[ACTION ITEM]
The lines to copy are those holding the string "yellow" in the entries below.

[THE DATA]
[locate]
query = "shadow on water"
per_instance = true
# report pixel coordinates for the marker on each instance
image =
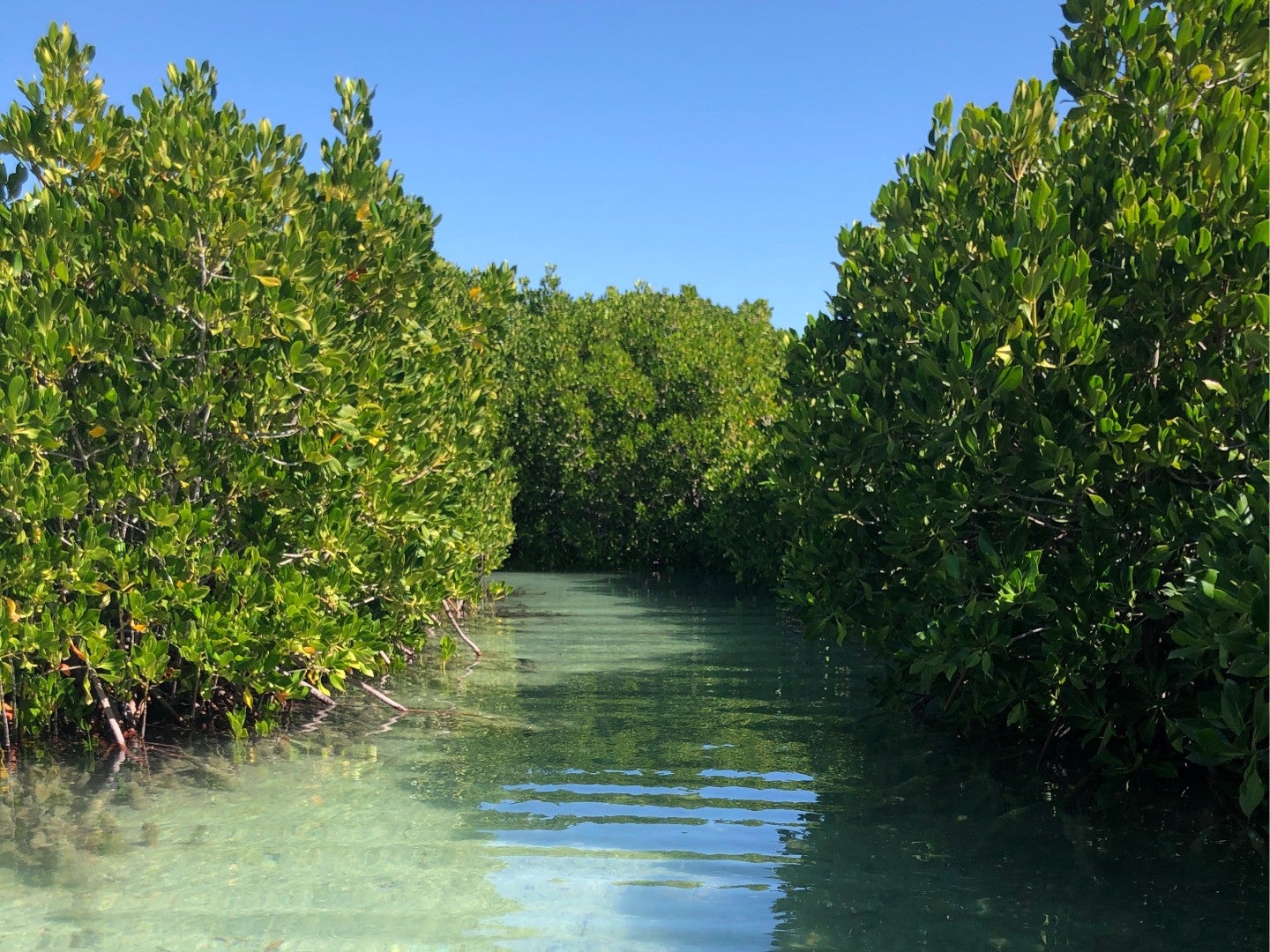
(638, 764)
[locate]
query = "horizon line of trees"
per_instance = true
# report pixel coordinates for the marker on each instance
(257, 435)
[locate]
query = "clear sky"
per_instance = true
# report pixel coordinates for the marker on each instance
(721, 144)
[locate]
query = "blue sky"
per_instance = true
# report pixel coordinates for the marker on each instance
(680, 141)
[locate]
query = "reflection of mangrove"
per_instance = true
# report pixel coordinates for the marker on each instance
(914, 805)
(55, 820)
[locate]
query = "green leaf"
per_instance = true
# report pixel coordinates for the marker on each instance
(1100, 504)
(1009, 380)
(1252, 790)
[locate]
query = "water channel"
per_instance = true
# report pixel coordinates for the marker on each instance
(631, 766)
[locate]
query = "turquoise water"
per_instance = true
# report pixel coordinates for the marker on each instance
(630, 767)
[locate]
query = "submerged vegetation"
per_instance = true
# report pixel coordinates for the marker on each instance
(257, 435)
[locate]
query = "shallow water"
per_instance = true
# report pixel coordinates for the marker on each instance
(629, 767)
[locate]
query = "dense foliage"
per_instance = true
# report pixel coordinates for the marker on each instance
(638, 429)
(1027, 452)
(247, 442)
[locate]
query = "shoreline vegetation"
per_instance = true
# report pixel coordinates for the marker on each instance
(258, 441)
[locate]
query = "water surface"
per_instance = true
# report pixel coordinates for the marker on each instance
(631, 766)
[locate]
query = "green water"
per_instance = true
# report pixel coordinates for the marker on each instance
(630, 767)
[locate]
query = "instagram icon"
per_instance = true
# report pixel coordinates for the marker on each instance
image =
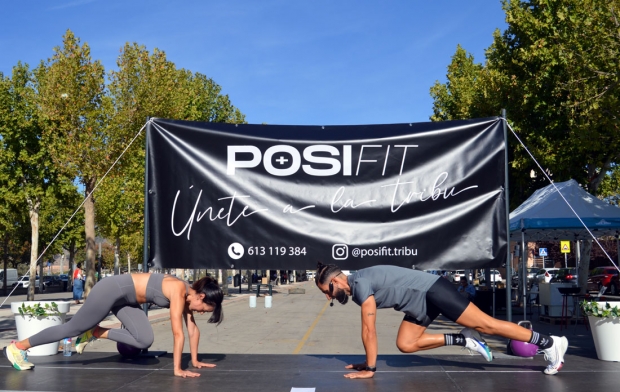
(340, 251)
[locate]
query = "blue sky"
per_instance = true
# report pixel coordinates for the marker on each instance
(319, 62)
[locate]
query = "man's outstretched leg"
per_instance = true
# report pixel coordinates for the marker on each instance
(554, 347)
(413, 337)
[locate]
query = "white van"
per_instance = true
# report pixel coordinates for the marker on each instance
(11, 277)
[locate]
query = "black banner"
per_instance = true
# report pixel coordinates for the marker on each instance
(429, 195)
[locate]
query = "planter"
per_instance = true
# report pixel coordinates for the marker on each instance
(30, 325)
(605, 332)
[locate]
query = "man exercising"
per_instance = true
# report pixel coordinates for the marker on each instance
(422, 297)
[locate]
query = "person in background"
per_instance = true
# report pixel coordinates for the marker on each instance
(78, 283)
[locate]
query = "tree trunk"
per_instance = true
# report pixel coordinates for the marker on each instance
(584, 266)
(5, 264)
(89, 229)
(34, 245)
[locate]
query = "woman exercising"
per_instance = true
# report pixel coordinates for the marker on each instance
(123, 295)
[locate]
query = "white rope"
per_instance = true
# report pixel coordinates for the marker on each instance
(561, 195)
(79, 207)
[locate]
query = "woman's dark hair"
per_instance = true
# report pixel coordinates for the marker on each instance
(324, 272)
(213, 296)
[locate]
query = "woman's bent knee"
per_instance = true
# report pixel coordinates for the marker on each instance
(406, 348)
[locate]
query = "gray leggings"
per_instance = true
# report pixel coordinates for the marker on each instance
(117, 294)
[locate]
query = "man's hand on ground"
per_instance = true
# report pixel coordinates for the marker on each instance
(361, 371)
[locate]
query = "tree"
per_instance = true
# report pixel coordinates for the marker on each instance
(149, 85)
(30, 169)
(556, 72)
(71, 95)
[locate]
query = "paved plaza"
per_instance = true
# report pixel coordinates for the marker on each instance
(301, 342)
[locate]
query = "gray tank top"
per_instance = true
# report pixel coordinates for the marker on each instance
(393, 287)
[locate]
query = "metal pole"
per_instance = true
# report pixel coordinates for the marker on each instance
(524, 262)
(145, 245)
(508, 260)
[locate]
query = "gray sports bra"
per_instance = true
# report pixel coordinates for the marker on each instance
(154, 292)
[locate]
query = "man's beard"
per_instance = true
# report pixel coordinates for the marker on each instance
(342, 297)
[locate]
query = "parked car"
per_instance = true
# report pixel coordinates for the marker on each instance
(24, 282)
(458, 275)
(531, 276)
(544, 275)
(565, 275)
(604, 277)
(496, 276)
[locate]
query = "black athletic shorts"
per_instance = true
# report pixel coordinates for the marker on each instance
(442, 298)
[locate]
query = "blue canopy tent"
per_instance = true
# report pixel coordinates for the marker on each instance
(545, 216)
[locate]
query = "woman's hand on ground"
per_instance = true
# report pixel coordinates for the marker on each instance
(361, 374)
(200, 365)
(186, 373)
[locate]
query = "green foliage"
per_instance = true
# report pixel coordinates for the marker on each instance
(62, 124)
(555, 69)
(593, 308)
(38, 310)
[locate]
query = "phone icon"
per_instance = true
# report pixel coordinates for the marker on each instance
(235, 250)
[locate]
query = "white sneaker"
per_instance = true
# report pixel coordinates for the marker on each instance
(479, 347)
(555, 354)
(472, 334)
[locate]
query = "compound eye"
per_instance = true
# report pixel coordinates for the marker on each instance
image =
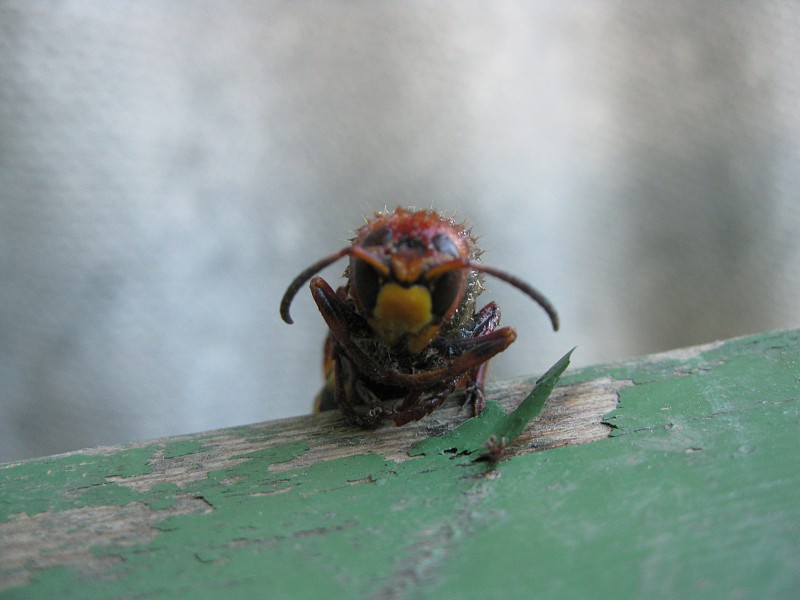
(447, 291)
(367, 284)
(445, 245)
(379, 237)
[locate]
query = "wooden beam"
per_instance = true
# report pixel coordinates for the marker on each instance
(693, 488)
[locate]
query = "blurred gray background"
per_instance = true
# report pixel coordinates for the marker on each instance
(166, 168)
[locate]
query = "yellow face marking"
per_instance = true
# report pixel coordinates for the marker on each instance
(403, 310)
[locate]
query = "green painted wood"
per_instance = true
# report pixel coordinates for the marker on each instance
(696, 493)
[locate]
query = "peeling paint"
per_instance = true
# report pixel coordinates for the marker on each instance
(696, 494)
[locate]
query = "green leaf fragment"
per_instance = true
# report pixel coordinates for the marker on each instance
(472, 435)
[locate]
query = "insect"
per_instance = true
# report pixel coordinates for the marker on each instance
(404, 329)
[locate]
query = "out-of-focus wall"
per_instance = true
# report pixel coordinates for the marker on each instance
(167, 168)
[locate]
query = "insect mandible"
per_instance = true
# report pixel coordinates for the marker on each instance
(404, 329)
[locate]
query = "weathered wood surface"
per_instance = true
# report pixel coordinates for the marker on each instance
(697, 492)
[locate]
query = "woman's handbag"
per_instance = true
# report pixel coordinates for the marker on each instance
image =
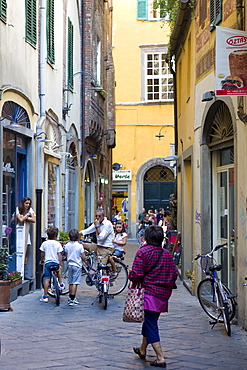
(134, 304)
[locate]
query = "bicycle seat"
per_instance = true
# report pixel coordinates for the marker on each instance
(104, 267)
(215, 268)
(53, 267)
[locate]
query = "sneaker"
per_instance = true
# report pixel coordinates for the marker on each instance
(70, 302)
(75, 301)
(44, 299)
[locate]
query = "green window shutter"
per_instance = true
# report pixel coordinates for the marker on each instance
(50, 32)
(70, 53)
(3, 10)
(31, 21)
(215, 13)
(142, 9)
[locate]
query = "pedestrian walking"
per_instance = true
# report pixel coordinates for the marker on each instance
(25, 216)
(75, 255)
(154, 269)
(51, 254)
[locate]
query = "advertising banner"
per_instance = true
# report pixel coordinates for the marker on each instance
(231, 62)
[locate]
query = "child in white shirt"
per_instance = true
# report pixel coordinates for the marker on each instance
(75, 255)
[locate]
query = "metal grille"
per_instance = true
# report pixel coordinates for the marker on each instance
(159, 173)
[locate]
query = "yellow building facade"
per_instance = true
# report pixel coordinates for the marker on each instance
(211, 140)
(144, 111)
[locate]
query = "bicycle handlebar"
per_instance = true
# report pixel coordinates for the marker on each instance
(210, 254)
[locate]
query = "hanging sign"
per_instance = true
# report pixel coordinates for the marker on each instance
(231, 62)
(122, 175)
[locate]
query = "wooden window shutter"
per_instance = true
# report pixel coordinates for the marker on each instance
(142, 9)
(3, 10)
(50, 32)
(70, 53)
(31, 21)
(215, 13)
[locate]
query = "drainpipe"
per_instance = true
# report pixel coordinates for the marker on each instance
(240, 26)
(39, 162)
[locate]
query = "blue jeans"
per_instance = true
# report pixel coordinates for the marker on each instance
(150, 328)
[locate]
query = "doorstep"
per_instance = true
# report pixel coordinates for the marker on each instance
(22, 289)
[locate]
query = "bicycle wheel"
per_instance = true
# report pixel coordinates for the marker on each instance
(105, 298)
(118, 284)
(207, 299)
(56, 289)
(65, 280)
(224, 309)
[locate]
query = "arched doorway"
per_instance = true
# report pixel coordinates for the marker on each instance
(219, 137)
(158, 185)
(89, 195)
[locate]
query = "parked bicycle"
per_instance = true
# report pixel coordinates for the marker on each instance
(214, 297)
(54, 289)
(102, 278)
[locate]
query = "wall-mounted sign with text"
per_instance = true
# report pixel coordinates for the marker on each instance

[TASK ANSWER]
query = "yellow face marking"
query = "yellow building facade"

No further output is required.